Полтора года допросов, КГБ, изоляция от всего мира. Наконец выходишь на суд, и вдруг у тебя появляется связь. В зале помимо кагэбэшников был, например, мой брат, и через него я уже мог транслировать свою позицию за пределы суда. Мне удалось показать, что на меня у них ничего нет — кроме того, что я делал открыто, демонстративно. Мне удалось высказать им свое мнение, и мой брат это услышал и передал другим.
Грозили смертной казнью. Но когда объявили приговор, оказалось, что это даже не пятнадцать лет, а всего-навсего тринадцать. Я чувствовал себя победителем. Но потом меня вернули в камеру — и вдруг это на меня падает. Тринадцать лет. Это один из тех двух раз, когда я плакал. Второй раз — когда умер мой отец.
У меня была идеальная ситуация в лагере. Из девяти лет, что я в итоге отсидел, половину срока я провел один. На зоне я был в общей сложности шесть месяцев. Четыреста пять дней — в карцере. С политическими у меня были хорошие отношения. С уголовным миром я общался очень мало, только в пересыльных тюрьмах. Когда они слышали, что я шпион, это сразу делало меня очень большим человеком в их глазах. Я понял, что лучше даже не говорить, что это клевета. Ты шпион? Ты против этой власти? Ты их перехитрил? У, какой большой ты человек!
Я думаю, это были самые интересные годы моей жизни. В лагере ты можешь себя испытать, а с другой стороны, чувствуешь, что ты в центре огромной борьбы. Приобретаешь важные навыки. Например, учишься практически незаметно передавать записки из дворика в дворик или осваиваешь азбуку Морзе. Но вообще я был и так неплохо подготовлен. Например, я всю жизнь любил играть в шахматы в голове. Оказалось, что для карцера это просто идеально: играешь тысячи партий и все время побеждаешь.
Глеб Якунин
Мое детство совпало с началом Второй мировой войны. Мои родители происходили из маленького уездного города Ананьев Одесской области; он находился на границе — туда даже специальные пропуска надо было брать. И я помню, как разбивали наши войска, когда война началась, с каким трудом мы отступали. Видел разбитые эшелоны, немец надо мной летал.
Потом я попал в эвакуацию в Марийскую АССР, мать там убирала урожай, работала колхозницей. Отцу было уже пятьдесят лет, его в армию не брали, хотя он был офицером еще царской армии и по глупости сказал это там одной женщине, которая его тут же сдала. Председатель колхоза, который к отцу хорошо относился, сказал ему: «Павел Иванович, если можешь, скорее уезжай, потому что в МГБ поступил на тебя донос, что ты царский офицер, сторонник того, чтобы немцы скорее сюда пришли, убегай». Отец сорвался и уехал в Москву, а нам спустя некоторое время пришла телеграмма, что отец умер. Фактически он умер от голода. Мать все бросила и вернулась со мной в Москву. С 42-го года до конца войны я уже был в Москве. Она работала на Центральном почтамте у метро «Кировская». А я был хулиганом. Мы все тогда были хулиганской публикой — и мальчишки, и девчонки, потому что родителям некогда было нами заниматься. Я вырос на улице.

◆ ◆ ◆ ◆ ◆ ◆ ◆

§ **Требования**:
1. Определите, соответствуют ли цитируемому тексту утверждения (а), (б) и (в), и для каждого ответьте «да» или «нет», дословно приведя решающие слова текста. (а) По приговору срок составил тринадцать лет. (б) В карцере прошло четыреста пять дней. (в) Во время эвакуации мать работала на Центральном почтамте.
2. Продублируйте фрагмент цитируемого текста между словами «Я думаю, это» и «все время побеждаешь.» включительно.

§ **Исходные данные**:
◆ ◆ ◆ ◆ ◆ ◆ ◆

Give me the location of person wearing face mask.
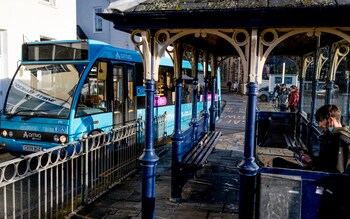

◆ ◆ ◆ ◆ ◆ ◆ ◆

§ **Ответы**:
1.
(а) Да: «оказалось, что это даже не пятнадцать лет, а всего-навсего тринадцать».
(б) Да: «Четыреста пять дней — в карцере».
(в) Нет: «мать там убирала урожай, работала колхозницей».

2.
Я думаю, это были самые интересные годы моей жизни. В лагере ты можешь себя испытать, а с другой стороны, чувствуешь, что ты в центре огромной борьбы. Приобретаешь важные навыки. Например, учишься практически незаметно передавать записки из дворика в дворик или осваиваешь азбуку Морзе. Но вообще я был и так неплохо подготовлен. Например, я всю жизнь любил играть в шахматы в голове. Оказалось, что для карцера это просто идеально: играешь тысячи партий и все время побеждаешь.